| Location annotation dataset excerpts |
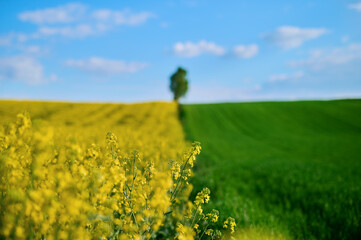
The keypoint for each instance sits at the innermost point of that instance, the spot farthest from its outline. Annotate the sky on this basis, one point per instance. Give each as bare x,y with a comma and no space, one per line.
125,51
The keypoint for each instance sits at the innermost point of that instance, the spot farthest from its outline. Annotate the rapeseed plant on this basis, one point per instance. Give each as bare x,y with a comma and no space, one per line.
54,186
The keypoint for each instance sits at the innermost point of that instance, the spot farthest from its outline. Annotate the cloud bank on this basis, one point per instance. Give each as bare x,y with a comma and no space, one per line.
24,69
288,37
102,66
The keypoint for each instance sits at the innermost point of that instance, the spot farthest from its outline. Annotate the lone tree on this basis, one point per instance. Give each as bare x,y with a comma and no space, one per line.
179,83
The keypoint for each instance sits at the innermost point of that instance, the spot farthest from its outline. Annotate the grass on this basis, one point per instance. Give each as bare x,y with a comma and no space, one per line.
290,168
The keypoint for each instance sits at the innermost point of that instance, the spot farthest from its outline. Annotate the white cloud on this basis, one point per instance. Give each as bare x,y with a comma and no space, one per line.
5,41
345,39
103,66
243,51
286,77
320,59
23,69
61,14
125,17
291,37
189,49
74,21
81,30
355,6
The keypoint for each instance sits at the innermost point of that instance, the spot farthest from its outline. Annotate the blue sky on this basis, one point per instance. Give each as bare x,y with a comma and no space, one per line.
125,51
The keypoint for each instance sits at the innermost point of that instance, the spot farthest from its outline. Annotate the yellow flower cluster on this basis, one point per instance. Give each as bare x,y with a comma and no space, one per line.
60,180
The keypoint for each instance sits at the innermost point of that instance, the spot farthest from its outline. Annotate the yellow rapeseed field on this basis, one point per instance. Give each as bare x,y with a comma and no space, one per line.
99,171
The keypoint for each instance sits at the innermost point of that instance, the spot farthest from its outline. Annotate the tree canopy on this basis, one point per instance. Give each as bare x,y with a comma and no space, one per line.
179,83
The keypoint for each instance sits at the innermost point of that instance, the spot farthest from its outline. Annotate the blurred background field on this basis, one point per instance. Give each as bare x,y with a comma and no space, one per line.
151,128
290,167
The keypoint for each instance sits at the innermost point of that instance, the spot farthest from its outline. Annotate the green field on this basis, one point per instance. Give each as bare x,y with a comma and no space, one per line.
287,167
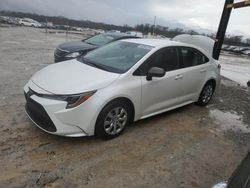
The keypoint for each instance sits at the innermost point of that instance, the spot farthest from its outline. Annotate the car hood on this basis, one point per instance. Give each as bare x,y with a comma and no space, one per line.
75,46
72,77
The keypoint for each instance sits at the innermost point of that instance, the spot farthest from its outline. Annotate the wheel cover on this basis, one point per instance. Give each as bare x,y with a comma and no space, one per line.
207,93
115,121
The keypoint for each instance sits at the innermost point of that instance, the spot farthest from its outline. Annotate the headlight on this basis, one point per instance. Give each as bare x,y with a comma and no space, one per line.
73,55
72,100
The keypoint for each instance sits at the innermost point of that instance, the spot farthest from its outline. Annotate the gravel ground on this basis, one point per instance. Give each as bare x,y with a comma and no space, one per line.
189,147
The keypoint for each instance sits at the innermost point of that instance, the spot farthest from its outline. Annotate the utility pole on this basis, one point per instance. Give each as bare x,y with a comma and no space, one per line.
154,26
229,5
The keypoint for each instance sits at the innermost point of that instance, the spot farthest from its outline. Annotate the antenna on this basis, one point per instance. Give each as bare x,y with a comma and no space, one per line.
229,5
154,26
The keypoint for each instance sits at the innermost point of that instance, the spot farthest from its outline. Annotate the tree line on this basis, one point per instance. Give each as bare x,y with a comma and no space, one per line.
144,28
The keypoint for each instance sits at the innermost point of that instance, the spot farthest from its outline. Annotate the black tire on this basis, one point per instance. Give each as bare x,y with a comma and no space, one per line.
206,94
110,109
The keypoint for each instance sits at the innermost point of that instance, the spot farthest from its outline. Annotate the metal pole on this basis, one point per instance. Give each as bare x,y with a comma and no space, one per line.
222,29
154,26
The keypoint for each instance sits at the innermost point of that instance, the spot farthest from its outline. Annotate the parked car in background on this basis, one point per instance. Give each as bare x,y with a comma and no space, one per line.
103,91
246,52
74,49
240,178
29,22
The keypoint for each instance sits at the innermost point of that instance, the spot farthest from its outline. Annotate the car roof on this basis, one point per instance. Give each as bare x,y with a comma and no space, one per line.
120,35
161,43
155,42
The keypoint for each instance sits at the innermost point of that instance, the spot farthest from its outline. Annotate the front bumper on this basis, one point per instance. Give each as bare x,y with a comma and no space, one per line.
52,116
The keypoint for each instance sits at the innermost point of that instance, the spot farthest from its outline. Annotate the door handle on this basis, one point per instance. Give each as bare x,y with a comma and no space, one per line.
178,77
203,70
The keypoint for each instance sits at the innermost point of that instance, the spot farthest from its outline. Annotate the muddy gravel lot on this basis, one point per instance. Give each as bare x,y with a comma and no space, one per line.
189,147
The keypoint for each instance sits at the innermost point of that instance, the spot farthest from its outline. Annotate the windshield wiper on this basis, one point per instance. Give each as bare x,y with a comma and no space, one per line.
91,63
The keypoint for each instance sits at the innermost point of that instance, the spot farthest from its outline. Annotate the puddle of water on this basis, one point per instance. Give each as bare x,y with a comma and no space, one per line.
10,42
229,121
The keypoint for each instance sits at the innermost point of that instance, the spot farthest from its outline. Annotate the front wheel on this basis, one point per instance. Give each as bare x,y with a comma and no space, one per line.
206,94
112,120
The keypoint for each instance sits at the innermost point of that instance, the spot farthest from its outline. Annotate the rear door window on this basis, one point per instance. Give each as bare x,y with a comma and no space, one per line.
165,58
190,57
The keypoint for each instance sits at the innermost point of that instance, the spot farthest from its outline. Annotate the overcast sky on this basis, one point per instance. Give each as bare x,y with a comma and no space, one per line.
190,13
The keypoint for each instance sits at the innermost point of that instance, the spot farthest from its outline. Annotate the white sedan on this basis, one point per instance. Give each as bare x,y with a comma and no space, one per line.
125,81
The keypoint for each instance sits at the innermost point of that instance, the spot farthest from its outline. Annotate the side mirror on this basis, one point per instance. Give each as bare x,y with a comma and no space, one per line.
155,72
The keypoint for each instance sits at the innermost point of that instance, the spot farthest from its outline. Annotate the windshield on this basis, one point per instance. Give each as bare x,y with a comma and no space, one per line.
99,40
117,57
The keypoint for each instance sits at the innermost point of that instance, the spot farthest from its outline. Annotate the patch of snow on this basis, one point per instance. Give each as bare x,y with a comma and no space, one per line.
236,69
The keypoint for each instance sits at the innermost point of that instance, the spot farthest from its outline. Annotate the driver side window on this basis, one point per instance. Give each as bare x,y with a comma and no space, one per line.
165,58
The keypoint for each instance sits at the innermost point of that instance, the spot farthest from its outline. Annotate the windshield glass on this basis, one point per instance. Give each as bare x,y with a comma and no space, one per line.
117,57
99,40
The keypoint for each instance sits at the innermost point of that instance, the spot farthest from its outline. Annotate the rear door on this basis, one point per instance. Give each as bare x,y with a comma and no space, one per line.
160,93
193,66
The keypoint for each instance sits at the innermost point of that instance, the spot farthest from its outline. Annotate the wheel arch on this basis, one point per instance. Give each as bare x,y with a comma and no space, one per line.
123,99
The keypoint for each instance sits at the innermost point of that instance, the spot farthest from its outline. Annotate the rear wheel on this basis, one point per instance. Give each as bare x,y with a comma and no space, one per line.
113,120
206,94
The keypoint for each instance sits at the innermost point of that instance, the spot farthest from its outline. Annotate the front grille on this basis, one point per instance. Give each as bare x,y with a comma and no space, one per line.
60,53
38,114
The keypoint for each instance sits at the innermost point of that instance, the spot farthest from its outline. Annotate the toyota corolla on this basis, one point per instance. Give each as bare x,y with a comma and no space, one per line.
125,81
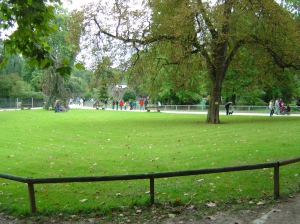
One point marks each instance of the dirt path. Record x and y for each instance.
(287, 211)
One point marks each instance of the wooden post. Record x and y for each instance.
(151, 190)
(31, 197)
(276, 180)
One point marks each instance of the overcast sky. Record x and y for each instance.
(76, 4)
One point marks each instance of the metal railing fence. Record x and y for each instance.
(16, 103)
(151, 176)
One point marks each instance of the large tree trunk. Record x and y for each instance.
(214, 102)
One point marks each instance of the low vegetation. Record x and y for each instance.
(38, 143)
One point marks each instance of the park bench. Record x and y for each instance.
(148, 108)
(23, 106)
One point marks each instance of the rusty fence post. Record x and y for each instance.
(151, 190)
(276, 180)
(31, 197)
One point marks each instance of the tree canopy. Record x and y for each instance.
(194, 34)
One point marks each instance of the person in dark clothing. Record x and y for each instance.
(227, 107)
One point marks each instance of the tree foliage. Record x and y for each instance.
(193, 32)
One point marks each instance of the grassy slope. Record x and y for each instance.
(37, 143)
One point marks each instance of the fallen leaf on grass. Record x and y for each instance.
(211, 204)
(212, 217)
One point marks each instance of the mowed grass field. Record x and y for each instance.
(38, 143)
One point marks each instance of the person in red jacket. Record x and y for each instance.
(141, 104)
(121, 104)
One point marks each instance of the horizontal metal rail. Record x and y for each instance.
(151, 176)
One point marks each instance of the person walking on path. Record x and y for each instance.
(121, 104)
(227, 107)
(271, 105)
(141, 104)
(277, 106)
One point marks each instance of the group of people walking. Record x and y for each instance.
(116, 104)
(278, 107)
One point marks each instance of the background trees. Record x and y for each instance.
(189, 37)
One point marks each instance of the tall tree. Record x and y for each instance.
(214, 32)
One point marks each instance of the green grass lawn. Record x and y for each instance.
(38, 143)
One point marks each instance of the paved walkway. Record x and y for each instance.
(189, 112)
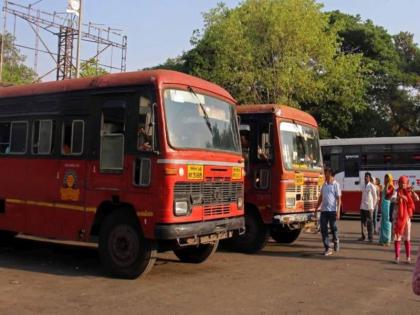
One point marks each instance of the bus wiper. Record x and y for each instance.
(206, 116)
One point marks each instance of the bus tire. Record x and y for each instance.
(255, 237)
(124, 251)
(196, 254)
(7, 236)
(285, 235)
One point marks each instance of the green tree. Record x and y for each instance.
(91, 68)
(14, 69)
(279, 51)
(392, 77)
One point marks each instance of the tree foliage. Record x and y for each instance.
(14, 69)
(352, 75)
(279, 51)
(91, 68)
(392, 78)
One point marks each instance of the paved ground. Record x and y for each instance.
(38, 277)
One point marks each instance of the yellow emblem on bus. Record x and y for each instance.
(236, 172)
(320, 180)
(299, 179)
(195, 172)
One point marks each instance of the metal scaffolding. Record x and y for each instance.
(102, 40)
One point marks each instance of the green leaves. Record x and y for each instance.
(278, 51)
(91, 68)
(14, 70)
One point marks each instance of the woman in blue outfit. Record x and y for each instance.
(386, 226)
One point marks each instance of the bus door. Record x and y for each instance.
(71, 176)
(144, 144)
(107, 169)
(351, 183)
(260, 156)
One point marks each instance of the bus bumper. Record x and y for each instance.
(200, 232)
(295, 218)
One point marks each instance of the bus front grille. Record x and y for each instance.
(215, 196)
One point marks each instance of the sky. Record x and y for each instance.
(160, 29)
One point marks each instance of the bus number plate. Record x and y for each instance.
(236, 173)
(195, 172)
(299, 179)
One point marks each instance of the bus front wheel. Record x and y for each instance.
(285, 235)
(123, 249)
(196, 254)
(6, 236)
(255, 237)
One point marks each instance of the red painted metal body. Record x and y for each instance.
(271, 202)
(30, 187)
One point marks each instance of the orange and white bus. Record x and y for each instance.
(138, 162)
(351, 158)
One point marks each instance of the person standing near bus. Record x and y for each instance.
(369, 200)
(416, 275)
(403, 212)
(378, 187)
(385, 228)
(330, 202)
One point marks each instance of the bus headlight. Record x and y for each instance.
(181, 207)
(240, 202)
(290, 202)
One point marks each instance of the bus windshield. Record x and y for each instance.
(198, 121)
(300, 147)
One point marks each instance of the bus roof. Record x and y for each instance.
(280, 110)
(114, 80)
(368, 141)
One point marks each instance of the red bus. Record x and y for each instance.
(283, 173)
(138, 162)
(351, 158)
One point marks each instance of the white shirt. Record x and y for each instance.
(369, 197)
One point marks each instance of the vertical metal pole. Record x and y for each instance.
(2, 43)
(79, 37)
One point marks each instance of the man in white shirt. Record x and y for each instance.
(369, 200)
(330, 202)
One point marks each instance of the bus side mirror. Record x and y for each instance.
(154, 133)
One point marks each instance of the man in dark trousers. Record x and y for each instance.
(330, 202)
(369, 200)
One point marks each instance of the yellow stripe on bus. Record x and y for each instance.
(51, 205)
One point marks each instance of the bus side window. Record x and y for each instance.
(112, 136)
(18, 137)
(145, 128)
(351, 167)
(72, 137)
(42, 136)
(245, 132)
(264, 149)
(4, 137)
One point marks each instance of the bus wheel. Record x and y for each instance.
(123, 249)
(196, 254)
(7, 236)
(255, 237)
(285, 235)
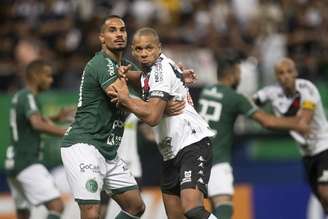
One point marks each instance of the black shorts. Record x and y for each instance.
(191, 168)
(316, 168)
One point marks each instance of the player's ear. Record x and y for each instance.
(101, 38)
(160, 47)
(133, 50)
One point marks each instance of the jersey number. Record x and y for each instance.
(208, 114)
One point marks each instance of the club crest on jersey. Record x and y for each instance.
(158, 72)
(91, 185)
(187, 177)
(110, 67)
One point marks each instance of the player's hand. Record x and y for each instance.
(66, 114)
(174, 107)
(304, 128)
(122, 70)
(118, 91)
(189, 77)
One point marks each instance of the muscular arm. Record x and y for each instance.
(42, 125)
(150, 112)
(297, 123)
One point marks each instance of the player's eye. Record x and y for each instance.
(111, 29)
(138, 49)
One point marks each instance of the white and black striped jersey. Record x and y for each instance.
(164, 80)
(308, 97)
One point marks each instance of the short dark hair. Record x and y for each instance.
(35, 67)
(102, 27)
(147, 31)
(227, 63)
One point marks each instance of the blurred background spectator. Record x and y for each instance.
(65, 33)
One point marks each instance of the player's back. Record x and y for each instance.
(306, 97)
(220, 106)
(25, 140)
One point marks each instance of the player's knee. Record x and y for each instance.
(55, 205)
(197, 213)
(89, 211)
(138, 209)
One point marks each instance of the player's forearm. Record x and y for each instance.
(279, 123)
(45, 127)
(134, 79)
(143, 110)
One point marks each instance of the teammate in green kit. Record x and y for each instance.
(30, 182)
(220, 105)
(89, 148)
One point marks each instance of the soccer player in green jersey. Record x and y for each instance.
(220, 105)
(30, 182)
(89, 148)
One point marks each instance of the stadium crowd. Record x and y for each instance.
(64, 32)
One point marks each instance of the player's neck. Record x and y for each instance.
(32, 87)
(115, 55)
(225, 82)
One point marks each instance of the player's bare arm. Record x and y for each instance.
(42, 125)
(150, 112)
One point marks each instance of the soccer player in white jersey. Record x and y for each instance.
(183, 140)
(300, 98)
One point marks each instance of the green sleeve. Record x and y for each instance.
(245, 106)
(29, 105)
(106, 73)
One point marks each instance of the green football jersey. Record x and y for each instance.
(220, 105)
(25, 148)
(97, 122)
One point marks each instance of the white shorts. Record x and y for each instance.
(32, 186)
(221, 180)
(88, 173)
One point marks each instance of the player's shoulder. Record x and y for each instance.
(134, 67)
(273, 89)
(22, 94)
(98, 60)
(303, 85)
(164, 62)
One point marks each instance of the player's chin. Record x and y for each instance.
(119, 48)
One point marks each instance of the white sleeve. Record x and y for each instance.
(160, 81)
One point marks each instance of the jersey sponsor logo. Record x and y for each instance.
(10, 155)
(81, 88)
(118, 124)
(114, 139)
(91, 185)
(165, 147)
(67, 130)
(200, 158)
(308, 105)
(187, 177)
(324, 176)
(110, 67)
(84, 167)
(158, 72)
(294, 106)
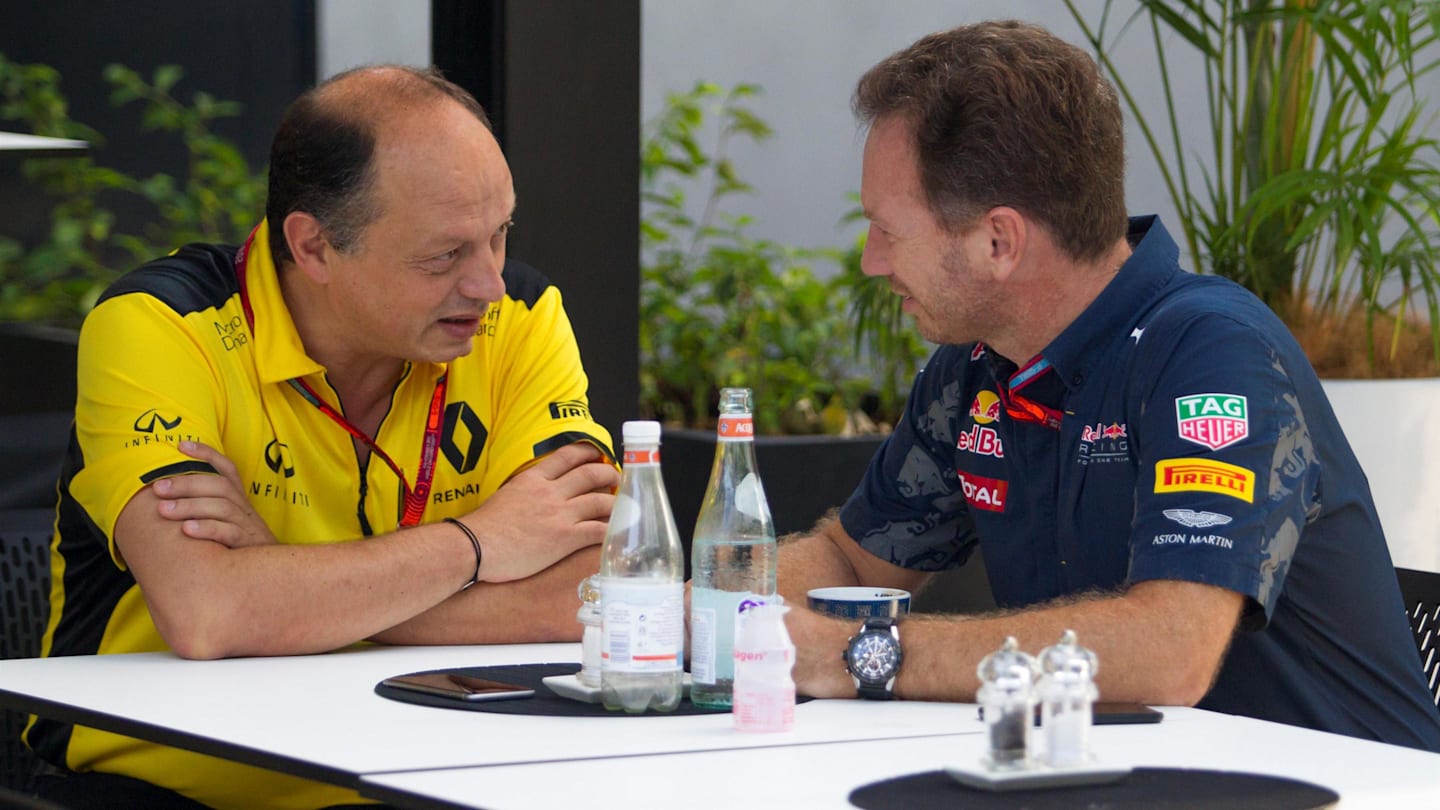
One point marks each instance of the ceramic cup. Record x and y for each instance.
(860, 603)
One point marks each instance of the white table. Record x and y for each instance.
(336, 728)
(1365, 774)
(339, 731)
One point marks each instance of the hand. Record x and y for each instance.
(212, 508)
(545, 513)
(820, 642)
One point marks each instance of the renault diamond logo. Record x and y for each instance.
(464, 437)
(277, 457)
(150, 418)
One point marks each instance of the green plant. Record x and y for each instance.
(720, 307)
(1321, 186)
(85, 248)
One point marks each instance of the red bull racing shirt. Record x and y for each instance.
(1172, 431)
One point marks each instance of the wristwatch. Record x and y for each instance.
(873, 657)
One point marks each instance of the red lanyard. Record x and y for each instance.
(1023, 408)
(415, 499)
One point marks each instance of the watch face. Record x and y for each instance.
(874, 657)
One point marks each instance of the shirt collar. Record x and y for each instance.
(1152, 264)
(278, 352)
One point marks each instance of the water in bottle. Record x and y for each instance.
(732, 555)
(641, 585)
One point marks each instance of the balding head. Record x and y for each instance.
(323, 154)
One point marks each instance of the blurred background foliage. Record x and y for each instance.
(88, 245)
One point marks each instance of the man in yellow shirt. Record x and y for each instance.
(385, 411)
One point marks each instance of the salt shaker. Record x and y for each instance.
(591, 642)
(1008, 701)
(1067, 695)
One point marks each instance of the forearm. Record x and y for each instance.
(536, 608)
(1158, 643)
(212, 601)
(811, 561)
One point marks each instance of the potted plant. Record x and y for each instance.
(1319, 192)
(828, 358)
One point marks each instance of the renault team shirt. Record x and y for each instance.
(169, 355)
(1172, 431)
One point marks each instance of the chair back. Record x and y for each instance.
(1422, 594)
(25, 597)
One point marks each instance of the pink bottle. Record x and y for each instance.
(763, 657)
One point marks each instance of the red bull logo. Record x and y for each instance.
(985, 408)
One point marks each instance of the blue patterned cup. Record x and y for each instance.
(860, 603)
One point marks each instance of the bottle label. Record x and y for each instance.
(641, 457)
(642, 627)
(735, 427)
(716, 619)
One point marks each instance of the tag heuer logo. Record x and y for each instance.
(1213, 420)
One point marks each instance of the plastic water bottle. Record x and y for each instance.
(763, 659)
(1067, 695)
(641, 581)
(732, 557)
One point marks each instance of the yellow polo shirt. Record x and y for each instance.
(169, 355)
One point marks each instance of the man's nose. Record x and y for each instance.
(483, 278)
(871, 258)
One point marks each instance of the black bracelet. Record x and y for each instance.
(474, 541)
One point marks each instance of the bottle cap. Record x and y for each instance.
(641, 433)
(763, 629)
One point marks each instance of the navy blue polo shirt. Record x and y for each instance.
(1172, 431)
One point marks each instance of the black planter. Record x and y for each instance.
(805, 476)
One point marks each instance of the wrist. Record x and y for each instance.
(474, 544)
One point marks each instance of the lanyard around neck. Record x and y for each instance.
(416, 497)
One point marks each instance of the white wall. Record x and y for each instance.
(362, 32)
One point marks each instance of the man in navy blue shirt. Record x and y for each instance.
(1142, 454)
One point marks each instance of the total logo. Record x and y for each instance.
(984, 493)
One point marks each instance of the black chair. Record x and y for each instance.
(1422, 594)
(25, 587)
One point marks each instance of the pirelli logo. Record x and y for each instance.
(1203, 474)
(569, 410)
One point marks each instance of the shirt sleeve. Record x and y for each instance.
(909, 508)
(144, 385)
(542, 399)
(1227, 472)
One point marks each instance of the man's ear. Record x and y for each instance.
(1008, 237)
(307, 245)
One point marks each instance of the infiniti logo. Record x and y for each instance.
(147, 423)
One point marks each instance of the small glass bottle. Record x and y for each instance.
(592, 639)
(763, 659)
(733, 552)
(641, 585)
(1067, 696)
(1007, 698)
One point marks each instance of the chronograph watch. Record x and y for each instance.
(873, 657)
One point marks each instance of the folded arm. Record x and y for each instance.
(1158, 642)
(218, 584)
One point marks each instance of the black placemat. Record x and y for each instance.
(545, 702)
(1144, 789)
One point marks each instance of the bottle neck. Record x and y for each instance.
(736, 428)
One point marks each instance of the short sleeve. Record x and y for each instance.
(909, 508)
(1227, 470)
(144, 385)
(540, 392)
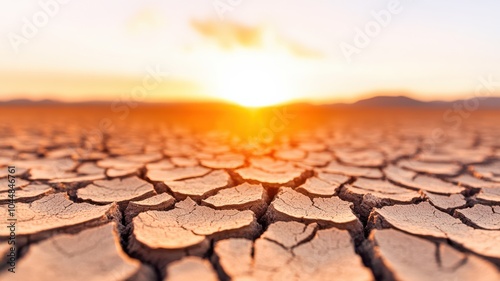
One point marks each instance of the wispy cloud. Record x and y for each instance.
(231, 35)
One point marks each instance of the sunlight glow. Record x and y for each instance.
(255, 77)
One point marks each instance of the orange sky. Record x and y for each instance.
(254, 52)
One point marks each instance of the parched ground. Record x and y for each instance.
(213, 193)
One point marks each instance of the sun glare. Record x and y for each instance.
(254, 77)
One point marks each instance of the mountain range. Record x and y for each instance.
(372, 102)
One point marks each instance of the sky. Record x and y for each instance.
(246, 50)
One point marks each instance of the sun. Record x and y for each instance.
(253, 78)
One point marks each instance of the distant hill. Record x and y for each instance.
(404, 101)
(373, 102)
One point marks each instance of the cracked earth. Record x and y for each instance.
(328, 199)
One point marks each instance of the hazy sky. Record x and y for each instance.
(101, 49)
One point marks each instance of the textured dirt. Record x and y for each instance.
(170, 195)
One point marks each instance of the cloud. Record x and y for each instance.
(230, 35)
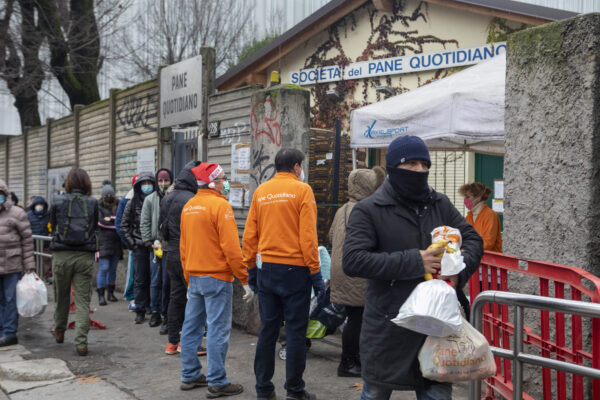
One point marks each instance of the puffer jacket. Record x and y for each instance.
(346, 290)
(39, 220)
(151, 213)
(58, 218)
(130, 224)
(172, 205)
(109, 243)
(16, 244)
(383, 240)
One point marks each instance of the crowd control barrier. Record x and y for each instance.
(554, 281)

| SHORT EXERCISE |
Reproduce the rows from the line containing "One point marks each instance of the puffer" through the end of the rows, swapping "crowd control barrier" for "security barrier" and leaving everything else unchanged.

| SOLVED PROBLEM |
One point marks each instance of the puffer jacket. Record x and y for each instance.
(346, 290)
(39, 220)
(151, 213)
(58, 218)
(130, 224)
(172, 205)
(109, 243)
(16, 244)
(383, 240)
One point marks each instance of the security barrier. Record x and y for each instance.
(554, 281)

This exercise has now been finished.